WHAT IS ASKED> Could you copy out all of the records below, requests included but pictures omitted, scaling every x,y point coordinate in the answers by 1.35 and rounding to whole numbers with halves going up? Leave the numbers in the requests and their format samples unchanged.

DATA SUPPLIED>
+ + + + + + +
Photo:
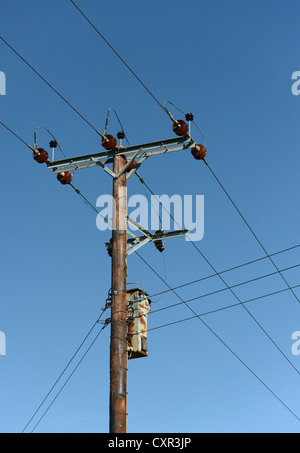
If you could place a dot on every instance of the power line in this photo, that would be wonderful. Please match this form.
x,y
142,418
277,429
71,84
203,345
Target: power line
x,y
229,270
250,229
17,136
51,86
221,309
64,370
232,352
223,289
225,283
120,58
61,389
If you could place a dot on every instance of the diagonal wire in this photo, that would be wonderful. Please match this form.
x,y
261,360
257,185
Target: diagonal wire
x,y
250,229
63,372
216,310
228,287
227,346
119,56
51,86
61,389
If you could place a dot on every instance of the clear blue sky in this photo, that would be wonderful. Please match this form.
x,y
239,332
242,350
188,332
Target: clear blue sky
x,y
230,64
+ + + + + + +
TASK OUTPUT>
Photo:
If you could place a dot on every instance of the power line in this photo, that would be wonderful. Please match this form.
x,y
142,418
277,429
71,84
203,345
Target: power line
x,y
309,365
338,309
23,184
69,116
298,417
86,500
313,475
301,390
304,382
162,78
82,525
If you could place a dot on every instance of the diagonal wire in this photo, that would be wonderful. Please match this form.
x,y
261,360
257,185
Target: diagonal wire
x,y
338,309
85,502
292,419
308,387
306,467
161,76
69,116
82,525
If you could place a dot on every instance of the clear blue sky in this photo, that would be wonderful. Please match this form.
x,y
239,332
242,350
188,332
Target: clear blue sky
x,y
311,86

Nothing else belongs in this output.